» **Source passage**
----------------

# The Invisible Man



## drzeus (Sep 11, 2010)

Hey spookmaster, did some research and came up with this
http://www.allmusic.com/album/id-music-r51062
Third Rail
Invisible Man
1967

Cant seem to find a download, a sample or even lyrics anywhere .
Maybe iTunes would have it (I don't do Apple stuff).

DrZeus


----------



## Spookmaster (Sep 27, 2008)

thanks doc.....couldn't find anything either, but would guess its not the same song...this song has more of a novelty tune about it than "serious" music.

lyrics are something like this - "my friend see out dining all alone, they see right through my boyfriend"....I'll have to keep searching...

Spookmaster


----------



## Spookmaster (Sep 27, 2008)

actually...found it!

It was entitled "My Invisible Man"....no clue as to the singer or year it was released....

If you'd care to leave your email - if you're that curious...I'll send it to you.


----------



## Dinosaur1972 (Mar 28, 2007)

Here you go ... Hans Conried and Alice Pearce - Monster Rally from 1959. It's zipped up with the rest of the album, sorry about that, but should be a somewhat quick download for you.


----------



## DarkManDustin (Jun 30, 2011)

Alice Pierce.


----------



## Spookmaster (Sep 27, 2008)

Thank you SO much...that was exactly the tune.....


Spookmaster


----------

----------------

» **Source information**
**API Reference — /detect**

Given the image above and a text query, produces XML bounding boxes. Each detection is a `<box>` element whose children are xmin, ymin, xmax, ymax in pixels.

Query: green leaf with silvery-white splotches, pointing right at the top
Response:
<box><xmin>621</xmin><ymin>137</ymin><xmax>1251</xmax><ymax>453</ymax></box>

----------------

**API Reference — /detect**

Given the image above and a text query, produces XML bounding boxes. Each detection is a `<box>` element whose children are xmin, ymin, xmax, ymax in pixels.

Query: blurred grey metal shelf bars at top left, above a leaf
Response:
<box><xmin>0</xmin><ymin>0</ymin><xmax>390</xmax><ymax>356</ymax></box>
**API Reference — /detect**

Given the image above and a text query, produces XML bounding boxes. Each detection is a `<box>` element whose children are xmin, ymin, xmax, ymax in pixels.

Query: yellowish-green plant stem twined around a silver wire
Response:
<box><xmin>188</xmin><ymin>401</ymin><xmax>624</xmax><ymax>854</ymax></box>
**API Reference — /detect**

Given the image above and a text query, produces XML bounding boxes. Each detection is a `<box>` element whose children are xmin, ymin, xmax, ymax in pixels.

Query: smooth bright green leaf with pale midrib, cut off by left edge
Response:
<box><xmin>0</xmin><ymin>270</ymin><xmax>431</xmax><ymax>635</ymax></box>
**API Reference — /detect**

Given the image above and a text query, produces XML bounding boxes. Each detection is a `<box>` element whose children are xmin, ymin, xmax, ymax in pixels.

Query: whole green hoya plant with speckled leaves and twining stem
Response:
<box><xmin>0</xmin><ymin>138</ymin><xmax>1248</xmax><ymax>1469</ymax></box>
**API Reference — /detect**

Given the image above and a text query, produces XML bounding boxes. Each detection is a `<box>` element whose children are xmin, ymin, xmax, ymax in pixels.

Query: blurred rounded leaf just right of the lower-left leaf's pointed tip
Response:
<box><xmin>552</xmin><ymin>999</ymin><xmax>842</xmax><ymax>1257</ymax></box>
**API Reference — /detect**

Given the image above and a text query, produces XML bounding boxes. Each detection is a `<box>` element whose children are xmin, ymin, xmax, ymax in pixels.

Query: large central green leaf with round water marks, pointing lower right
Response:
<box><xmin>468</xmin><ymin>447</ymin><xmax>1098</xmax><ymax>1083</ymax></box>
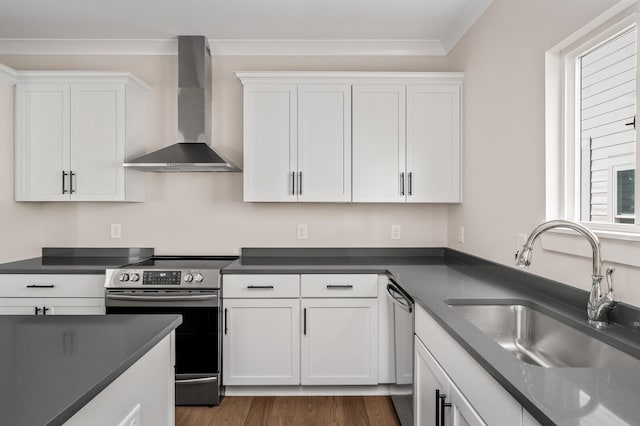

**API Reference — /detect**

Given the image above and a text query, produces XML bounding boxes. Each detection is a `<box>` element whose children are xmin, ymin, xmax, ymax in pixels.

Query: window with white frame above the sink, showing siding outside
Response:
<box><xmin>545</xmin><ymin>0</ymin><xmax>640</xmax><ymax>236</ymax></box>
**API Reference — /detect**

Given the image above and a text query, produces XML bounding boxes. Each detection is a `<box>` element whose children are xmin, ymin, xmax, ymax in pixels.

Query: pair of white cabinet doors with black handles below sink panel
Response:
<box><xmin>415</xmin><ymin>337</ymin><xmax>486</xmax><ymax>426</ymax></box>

----------------

» **Your assignment**
Copy word for word the part of the Invisible Man thread that runs from "## drzeus (Sep" up to and including "do Apple stuff).".

» **Your response**
## drzeus (Sep 11, 2010)

Hey spookmaster, did some research and came up with this
http://www.allmusic.com/album/id-music-r51062
Third Rail
Invisible Man
1967

Cant seem to find a download, a sample or even lyrics anywhere .
Maybe iTunes would have it (I don't do Apple stuff).